◆ TEXT SECTION ◆
==*==

# DIY cannonball?



## Toetag (Jan 31, 2008)

Styrofoam balls at Michaels.


----------



## Giles (Sep 6, 2009)

paper Mache is cheap and easy. Small round balloons wrapped with papermache. Let it dry and pop the balloon with a pin.


----------



## halloweenpropmaster (Aug 18, 2009)

wrap plastic bags from grocery stores into a ball and then cover it with paper mache.


----------



## savagehaunter (Aug 22, 2009)

I agree that the styrofoam balls would work great with black paint.


----------



## jeffiner (Sep 4, 2008)

we did styrofoam balls from Michael's in various sizes and then used toothpicks to hold them together. Styrofoam eats glue so we painted with grey first then black to give depth better grey then white.


----------



## rebelxwing (Oct 7, 2008)

I made a cannon for Halloween last year and needed some cannonballs to complete my pirate cemetary. I was *going* to buy styrofoam balls but realized I might be in a high wind location. I figured something would come to me and several days later I found giant Christmas ornaments at the Dollar Store! Thankfully they had already put out Christmas stuff a month before Halloween. I bought 4 of them (styrofoam balls are *never* that cheap), sanded the mold separation lines down and painted them flat black. I turned the little ornament hanger "nipples" inward and hot glued them together in a pyramid. Done!


----------



## Haunter (Oct 12, 2005)

I just use the plastic ball from the cheap ball and chain prop found at most stores at Halloween time. I found them on sale last year for $1 a piece. I lightly spray them with a texture spray and tie them together. They stand up better than foam balls and are cheaper.


----------



## serpensphile (Nov 12, 2008)

I see cheap bowling balls at thrift stores all the time! Large, black, heavy and would stand up to any punishment year after year.


----------



## Chronovisor (Sep 24, 2009)

Awesome idea and execution! I live in a windy area as well going to try either this or bowling balls.

==*==

◆ DATA SEGMENT ◆
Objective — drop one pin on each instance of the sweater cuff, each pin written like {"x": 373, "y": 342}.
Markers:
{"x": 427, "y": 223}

==*==

Reproduce the part of the DIY cannonball thread that begins at the words "Styrofoam balls at" and stops after "with a pin.", word for word.

Styrofoam balls at Michaels.


----------



## Giles (Sep 6, 2009)

paper Mache is cheap and easy. Small round balloons wrapped with papermache. Let it dry and pop the balloon with a pin.